[BRANO]:
▬▬▬▬▬▬▬▬▬▬

Il commissario però è piemontese e non ama il mare e tutto ciò che gli appartiene, lui ama la sua terra, le montagne, i boschi e la cucina dei luoghi natii.
Questa è la prima prova per Rebaudengo di mostrare il suo intuito e il suo metodo di investigazione.
Nella narrazione viene infatti denunciata, dalla moglie, la scomparsa di un professore di filosofia e pochi giorni dopo viene rinvenuto il corpo di una ragazza, nuda in un cerchio di candele scure, palesemente strangolata.
La soluzione del caso ruota tutta intorno al commissario, ed anche se si avvale di validi collaboratori sarà solo grazie alla sua tenacia e ostinazione che si arriverà a svelare l’assassino.
Il giallo non è molto originale, anche se ben scritto, con dettagliate descrizioni dei panorami, degli usi e costumi liguri e piemontesi, con sprazzi qua è la anche dell’uso dei dialetti locali.

▬▬▬▬▬▬▬▬▬▬

[I TUOI COMPITI]:
A – Modifica la parte del brano sul commissario Rebaudengo che va da "Nella narrazione viene" fino a "scure, palesemente strangolata." inclusi, sostituendo "filosofia" con "matematica".
B – Prosegui il brano sul commissario Rebaudengo a partire dalla sua ultima frase.
Le righe che seguono non hanno alcun rapporto con il brano sul commissario Rebaudengo.

▬▬▬▬▬▬▬▬▬▬

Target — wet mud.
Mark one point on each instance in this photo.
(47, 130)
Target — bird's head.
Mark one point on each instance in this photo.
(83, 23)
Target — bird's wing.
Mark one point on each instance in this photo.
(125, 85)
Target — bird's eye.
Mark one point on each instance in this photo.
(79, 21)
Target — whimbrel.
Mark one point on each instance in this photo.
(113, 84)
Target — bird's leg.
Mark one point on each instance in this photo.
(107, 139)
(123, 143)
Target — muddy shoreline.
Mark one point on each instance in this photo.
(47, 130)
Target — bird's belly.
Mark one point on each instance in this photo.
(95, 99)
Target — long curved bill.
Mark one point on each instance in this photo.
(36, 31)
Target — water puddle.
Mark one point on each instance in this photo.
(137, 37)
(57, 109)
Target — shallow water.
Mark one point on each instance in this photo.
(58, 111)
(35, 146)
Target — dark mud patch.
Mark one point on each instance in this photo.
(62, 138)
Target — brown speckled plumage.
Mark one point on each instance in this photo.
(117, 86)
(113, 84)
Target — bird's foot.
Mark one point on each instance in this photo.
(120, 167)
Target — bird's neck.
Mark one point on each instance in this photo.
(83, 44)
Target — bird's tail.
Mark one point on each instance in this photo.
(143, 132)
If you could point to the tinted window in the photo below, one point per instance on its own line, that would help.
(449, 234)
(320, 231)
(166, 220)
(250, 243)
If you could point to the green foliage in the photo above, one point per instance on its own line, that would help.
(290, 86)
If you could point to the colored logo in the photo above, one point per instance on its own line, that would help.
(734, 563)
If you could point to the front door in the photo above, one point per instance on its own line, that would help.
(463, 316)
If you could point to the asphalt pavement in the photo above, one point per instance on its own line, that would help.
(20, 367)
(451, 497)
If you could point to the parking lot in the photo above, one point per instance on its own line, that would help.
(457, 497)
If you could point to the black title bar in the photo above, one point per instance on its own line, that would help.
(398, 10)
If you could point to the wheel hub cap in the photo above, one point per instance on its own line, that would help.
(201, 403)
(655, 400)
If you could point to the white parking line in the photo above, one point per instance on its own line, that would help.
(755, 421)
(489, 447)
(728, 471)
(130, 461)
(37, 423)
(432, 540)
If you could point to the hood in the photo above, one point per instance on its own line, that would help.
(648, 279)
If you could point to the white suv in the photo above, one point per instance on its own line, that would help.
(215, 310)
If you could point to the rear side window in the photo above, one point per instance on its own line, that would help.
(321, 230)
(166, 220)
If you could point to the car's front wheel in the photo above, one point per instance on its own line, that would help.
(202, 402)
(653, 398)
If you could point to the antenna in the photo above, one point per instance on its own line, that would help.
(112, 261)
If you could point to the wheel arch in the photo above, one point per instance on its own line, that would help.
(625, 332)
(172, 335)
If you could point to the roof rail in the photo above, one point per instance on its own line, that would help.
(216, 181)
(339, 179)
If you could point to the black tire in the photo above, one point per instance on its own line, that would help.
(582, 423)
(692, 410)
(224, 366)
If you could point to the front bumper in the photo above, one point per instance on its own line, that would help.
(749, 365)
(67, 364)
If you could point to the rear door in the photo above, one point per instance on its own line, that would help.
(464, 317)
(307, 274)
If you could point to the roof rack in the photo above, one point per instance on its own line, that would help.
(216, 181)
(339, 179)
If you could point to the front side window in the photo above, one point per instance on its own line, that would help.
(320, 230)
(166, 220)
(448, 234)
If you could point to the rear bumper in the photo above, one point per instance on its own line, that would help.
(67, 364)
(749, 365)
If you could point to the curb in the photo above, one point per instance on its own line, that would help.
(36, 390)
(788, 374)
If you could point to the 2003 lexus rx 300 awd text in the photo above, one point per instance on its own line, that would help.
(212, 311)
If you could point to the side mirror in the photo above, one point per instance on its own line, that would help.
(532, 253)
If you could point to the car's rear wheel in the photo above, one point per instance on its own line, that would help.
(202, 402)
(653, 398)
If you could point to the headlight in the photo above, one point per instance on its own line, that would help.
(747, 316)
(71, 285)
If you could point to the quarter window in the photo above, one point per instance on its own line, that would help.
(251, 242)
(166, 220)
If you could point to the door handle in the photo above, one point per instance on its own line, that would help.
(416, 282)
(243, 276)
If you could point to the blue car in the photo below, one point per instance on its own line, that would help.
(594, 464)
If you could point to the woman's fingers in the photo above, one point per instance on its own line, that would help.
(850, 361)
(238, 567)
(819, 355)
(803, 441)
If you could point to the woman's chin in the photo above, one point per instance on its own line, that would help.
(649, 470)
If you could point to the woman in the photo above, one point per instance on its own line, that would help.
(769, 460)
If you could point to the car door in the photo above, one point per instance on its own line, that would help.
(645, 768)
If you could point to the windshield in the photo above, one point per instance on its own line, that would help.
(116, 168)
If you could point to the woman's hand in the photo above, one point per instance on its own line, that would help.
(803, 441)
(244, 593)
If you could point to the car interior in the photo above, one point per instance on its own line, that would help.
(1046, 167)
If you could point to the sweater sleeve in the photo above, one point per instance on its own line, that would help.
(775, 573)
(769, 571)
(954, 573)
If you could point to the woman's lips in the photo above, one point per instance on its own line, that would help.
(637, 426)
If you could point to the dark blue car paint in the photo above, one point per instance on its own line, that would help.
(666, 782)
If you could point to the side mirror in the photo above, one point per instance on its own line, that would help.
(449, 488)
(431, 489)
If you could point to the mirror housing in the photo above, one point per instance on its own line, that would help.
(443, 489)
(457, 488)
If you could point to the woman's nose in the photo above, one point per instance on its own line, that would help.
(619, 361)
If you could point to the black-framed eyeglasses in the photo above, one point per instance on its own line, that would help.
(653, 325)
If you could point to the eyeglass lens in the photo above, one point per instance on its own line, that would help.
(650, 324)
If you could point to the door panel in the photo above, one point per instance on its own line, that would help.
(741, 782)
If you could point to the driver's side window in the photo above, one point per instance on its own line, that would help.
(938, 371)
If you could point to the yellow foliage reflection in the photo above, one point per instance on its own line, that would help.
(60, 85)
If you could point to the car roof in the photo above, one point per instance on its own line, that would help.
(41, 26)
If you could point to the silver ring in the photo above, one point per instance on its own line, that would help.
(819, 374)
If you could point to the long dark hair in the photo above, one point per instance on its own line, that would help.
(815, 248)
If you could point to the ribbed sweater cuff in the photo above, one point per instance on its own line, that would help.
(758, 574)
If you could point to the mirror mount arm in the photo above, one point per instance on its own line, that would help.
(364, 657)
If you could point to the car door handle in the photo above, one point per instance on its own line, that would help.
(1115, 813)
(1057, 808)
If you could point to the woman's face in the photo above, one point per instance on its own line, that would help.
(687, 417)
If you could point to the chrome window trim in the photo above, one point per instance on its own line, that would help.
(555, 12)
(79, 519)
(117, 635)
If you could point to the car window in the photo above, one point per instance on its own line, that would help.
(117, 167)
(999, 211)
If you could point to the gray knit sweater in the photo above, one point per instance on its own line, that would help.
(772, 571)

▬▬▬▬▬▬▬▬▬▬

[ELENCO DELLE RISPOSTE]:
A –
Nella narrazione viene infatti denunciata, dalla moglie, la scomparsa di un professore di matematica e pochi giorni dopo viene rinvenuto il corpo di una ragazza, nuda in un cerchio di candele scure, palesemente strangolata.

B –
Il commissario è una bella figura, imponente, quanto il suo nome, belloccio e piacente senza alcun vanto.
E già da questo romanzo nasce infatti una liason tra lui e il medico legale, la dottoressa Ardelia, anche lei con un nome molto impegnativo! E non si può dire che l’autrice non si sia sforzata nel cercare un po’ di originalità se non altro in questo. Perché il resto risulta un po’ banale.
Il finale è abbastanza scontato, e, secondo me, anche questo, un po’ forzato, proprio per dare un tocco di peculiarità e di modernità, scostandolo volutamente, un po’ dai ruoli classici. Ma mi è sembrato poco convincente e soprattutto poco coinvolgente.